● **Brief**
Keep every character as it is and output all of the records.

● **Task inputs**
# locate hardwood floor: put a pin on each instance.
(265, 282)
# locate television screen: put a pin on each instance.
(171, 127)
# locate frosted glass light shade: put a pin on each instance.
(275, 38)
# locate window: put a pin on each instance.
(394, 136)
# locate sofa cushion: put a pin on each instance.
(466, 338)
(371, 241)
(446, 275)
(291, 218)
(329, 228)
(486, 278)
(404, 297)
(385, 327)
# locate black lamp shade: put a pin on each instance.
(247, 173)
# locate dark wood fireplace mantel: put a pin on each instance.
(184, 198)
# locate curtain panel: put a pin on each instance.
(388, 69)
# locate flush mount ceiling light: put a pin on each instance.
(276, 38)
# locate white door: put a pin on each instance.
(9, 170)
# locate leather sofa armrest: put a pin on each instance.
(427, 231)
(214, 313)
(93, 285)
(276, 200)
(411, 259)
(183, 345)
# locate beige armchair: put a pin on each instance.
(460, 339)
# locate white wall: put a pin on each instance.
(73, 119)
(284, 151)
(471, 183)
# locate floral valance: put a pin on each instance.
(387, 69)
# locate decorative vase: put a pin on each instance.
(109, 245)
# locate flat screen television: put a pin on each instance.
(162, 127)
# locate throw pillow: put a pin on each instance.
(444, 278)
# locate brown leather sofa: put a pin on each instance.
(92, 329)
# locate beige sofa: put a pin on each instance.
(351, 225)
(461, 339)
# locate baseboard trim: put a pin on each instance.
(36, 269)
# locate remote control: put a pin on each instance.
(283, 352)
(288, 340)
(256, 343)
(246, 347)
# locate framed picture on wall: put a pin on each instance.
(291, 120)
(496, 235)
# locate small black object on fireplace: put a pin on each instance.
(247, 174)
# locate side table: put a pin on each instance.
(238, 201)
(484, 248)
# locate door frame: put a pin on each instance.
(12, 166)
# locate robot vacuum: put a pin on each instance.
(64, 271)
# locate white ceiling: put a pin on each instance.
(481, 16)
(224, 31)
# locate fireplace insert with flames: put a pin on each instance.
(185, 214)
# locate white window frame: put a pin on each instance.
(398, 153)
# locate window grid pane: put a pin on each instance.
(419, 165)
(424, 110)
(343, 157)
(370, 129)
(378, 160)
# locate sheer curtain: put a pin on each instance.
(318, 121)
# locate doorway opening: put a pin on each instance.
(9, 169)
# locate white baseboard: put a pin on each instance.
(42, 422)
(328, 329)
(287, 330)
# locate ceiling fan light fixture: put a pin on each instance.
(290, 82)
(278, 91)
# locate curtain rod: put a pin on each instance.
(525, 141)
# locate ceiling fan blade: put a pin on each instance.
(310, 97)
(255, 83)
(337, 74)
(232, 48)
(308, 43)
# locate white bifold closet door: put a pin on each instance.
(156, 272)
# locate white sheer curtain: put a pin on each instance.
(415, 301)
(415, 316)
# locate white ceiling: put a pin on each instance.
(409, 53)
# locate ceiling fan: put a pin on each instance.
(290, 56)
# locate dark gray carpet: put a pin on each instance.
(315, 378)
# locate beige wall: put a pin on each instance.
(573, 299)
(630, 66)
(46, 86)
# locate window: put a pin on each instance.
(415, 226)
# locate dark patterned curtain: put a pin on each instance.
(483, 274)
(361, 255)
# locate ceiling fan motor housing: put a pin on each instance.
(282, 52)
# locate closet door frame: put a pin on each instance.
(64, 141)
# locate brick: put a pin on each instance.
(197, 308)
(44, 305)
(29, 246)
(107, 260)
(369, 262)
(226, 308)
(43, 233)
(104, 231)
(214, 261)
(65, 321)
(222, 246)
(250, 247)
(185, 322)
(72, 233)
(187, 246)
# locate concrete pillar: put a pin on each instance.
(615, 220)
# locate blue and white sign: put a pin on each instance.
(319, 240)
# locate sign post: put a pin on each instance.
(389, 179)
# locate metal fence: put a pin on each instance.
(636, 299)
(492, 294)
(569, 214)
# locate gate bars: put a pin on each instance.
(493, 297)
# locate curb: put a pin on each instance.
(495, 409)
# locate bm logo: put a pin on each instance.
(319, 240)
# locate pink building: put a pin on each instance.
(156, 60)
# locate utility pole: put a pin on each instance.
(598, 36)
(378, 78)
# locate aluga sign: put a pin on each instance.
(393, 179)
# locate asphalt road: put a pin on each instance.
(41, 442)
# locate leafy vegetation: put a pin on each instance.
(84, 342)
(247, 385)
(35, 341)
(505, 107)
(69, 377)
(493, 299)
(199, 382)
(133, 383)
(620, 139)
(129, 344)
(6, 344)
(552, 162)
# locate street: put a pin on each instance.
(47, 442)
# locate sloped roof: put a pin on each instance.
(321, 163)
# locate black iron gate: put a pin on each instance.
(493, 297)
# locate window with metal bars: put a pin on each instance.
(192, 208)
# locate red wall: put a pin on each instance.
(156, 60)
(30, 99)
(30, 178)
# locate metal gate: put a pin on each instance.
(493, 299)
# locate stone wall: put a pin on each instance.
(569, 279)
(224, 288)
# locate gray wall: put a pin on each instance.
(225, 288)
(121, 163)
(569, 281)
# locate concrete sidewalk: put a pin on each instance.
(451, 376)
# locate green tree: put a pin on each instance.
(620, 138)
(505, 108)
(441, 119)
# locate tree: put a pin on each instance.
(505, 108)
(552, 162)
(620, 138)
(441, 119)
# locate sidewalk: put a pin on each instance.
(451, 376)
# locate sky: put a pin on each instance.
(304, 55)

● **Answer to the exercise**
# locate hardwood floor: put a pin on each instance.
(265, 282)
# locate television screen: put a pin on each instance.
(171, 127)
# locate frosted glass light shade: put a pin on each instance.
(275, 38)
# locate window: put a pin on each instance.
(394, 136)
# locate sofa cushion: put a pin on each instance.
(466, 338)
(371, 241)
(446, 275)
(291, 218)
(329, 228)
(486, 278)
(404, 297)
(385, 327)
# locate black lamp shade: put a pin on each instance.
(247, 173)
# locate dark wood fireplace mantel: put a pin on each instance.
(184, 198)
# locate curtain panel: put a pin on each instance.
(388, 69)
# locate flush mount ceiling light: put a pin on each instance.
(276, 38)
# locate white door: put a pin on each instance.
(9, 170)
# locate leather sofa armrest: put a pin on each instance.
(427, 231)
(214, 313)
(93, 285)
(276, 200)
(411, 259)
(183, 345)
# locate beige armchair: put a pin on each instance.
(460, 339)
# locate white wall: put a pin on each instance.
(73, 119)
(284, 151)
(471, 183)
# locate floral valance: put a pin on each instance.
(387, 69)
# locate decorative vase: put a pin on each instance.
(109, 245)
# locate flat screen television: put a pin on each instance.
(162, 127)
# locate throw pillow: put a pin on each instance.
(444, 278)
# locate brown leather sofa: put a pin on each instance.
(92, 329)
# locate beige sofa: put a pin on each instance.
(351, 225)
(461, 339)
# locate baseboard trim: put a pin on each instance.
(36, 269)
# locate remote control: put a pin on each instance.
(283, 352)
(288, 340)
(256, 343)
(246, 347)
# locate framed picture on wall: put a pin on each instance.
(291, 120)
(496, 235)
# locate small black object on fireplace: put a pin on each instance.
(247, 174)
# locate side table: put a pin on each instance.
(238, 201)
(484, 248)
# locate door frame: put a pin on each instance.
(12, 166)
# locate robot vacuum: put a pin on each instance.
(64, 271)
# locate white ceiling: put a pin on each instance.
(481, 16)
(224, 31)
# locate fireplace insert with flames: put a pin on each instance.
(185, 214)
# locate white window frame: put a pin on each instance.
(398, 153)
# locate window grid pane: put a pin on each instance.
(419, 165)
(424, 110)
(343, 157)
(370, 129)
(378, 160)
# locate sheer curtain: put a pin on each instance.
(318, 121)
# locate doorway opening: put a pin on each instance.
(9, 169)
# locate white baseboard: put a pin on each instance.
(42, 422)
(328, 329)
(287, 330)
# locate ceiling fan light fixture: put a pin on each instance.
(290, 82)
(278, 91)
# locate curtain rod: put a pin on each instance.
(525, 141)
# locate ceiling fan blade: put a pin on each instance.
(310, 97)
(255, 83)
(337, 74)
(232, 48)
(308, 43)
# locate white bifold closet door: put a pin on each instance.
(156, 272)
# locate white sheer curtain: put a pin on each instance.
(415, 301)
(415, 316)
# locate white ceiling: put a pin on each instance.
(409, 53)
# locate ceiling fan: put a pin on each instance.
(290, 56)
# locate dark gray carpet: put a pin on each instance.
(315, 378)
# locate beige wall: put a pin on each instance.
(573, 299)
(630, 66)
(46, 86)
# locate window: put a pin on each instance.
(415, 226)
# locate dark patterned curtain: put a pin on each instance.
(483, 274)
(361, 255)
# locate ceiling fan motor housing: put a pin on each instance.
(282, 52)
# locate closet door frame: put a pin on each instance.
(64, 141)
# locate brick: put a pin on each instance.
(197, 308)
(44, 305)
(29, 246)
(107, 260)
(369, 262)
(226, 308)
(43, 233)
(104, 231)
(214, 261)
(65, 321)
(222, 246)
(250, 247)
(185, 322)
(72, 233)
(187, 246)
# locate concrete pillar: put a pin on each instance.
(615, 220)
# locate blue and white sign: put a pin on each instance.
(319, 240)
# locate sign post: put a pin on each instance.
(389, 179)
# locate metal fence: put a pin on each instance.
(636, 299)
(492, 294)
(569, 214)
# locate gate bars: put a pin on each instance.
(493, 297)
# locate curb: put a pin on each instance.
(495, 409)
# locate bm logo: put a pin on each instance.
(319, 240)
# locate pink building: put a pin on each instance.
(156, 60)
# locate utility pole: put a pin on each instance.
(598, 36)
(378, 78)
# locate aluga sign: put a pin on each instance.
(393, 179)
# locate asphalt road: put a pin on each instance.
(41, 442)
# locate leafy vegetation: put a pin on each instance.
(84, 342)
(247, 385)
(35, 341)
(505, 107)
(69, 377)
(493, 299)
(199, 382)
(133, 383)
(620, 139)
(129, 344)
(6, 344)
(552, 162)
# locate street: put a pin on each instance.
(47, 442)
# locate sloped roof: put a pin on each instance.
(321, 163)
# locate black iron gate: put a pin on each instance.
(493, 297)
# locate window with metal bars: put a pin on each instance.
(192, 208)
# locate red wall: put a pin on each instance.
(156, 60)
(30, 99)
(30, 178)
# locate metal gate: put a pin on each instance.
(493, 299)
# locate stone wall: put a pin on each instance.
(569, 279)
(224, 288)
# locate gray wall: put a pin on each instance.
(225, 288)
(121, 163)
(569, 281)
# locate concrete sidewalk: put a pin on each instance.
(451, 376)
# locate green tree: put a pin on each instance.
(620, 138)
(505, 108)
(441, 119)
# locate tree: put a pin on each instance.
(505, 108)
(552, 162)
(620, 138)
(441, 119)
# locate sidewalk: put a pin on each instance.
(451, 376)
# locate sky: put a pin on each instance.
(304, 55)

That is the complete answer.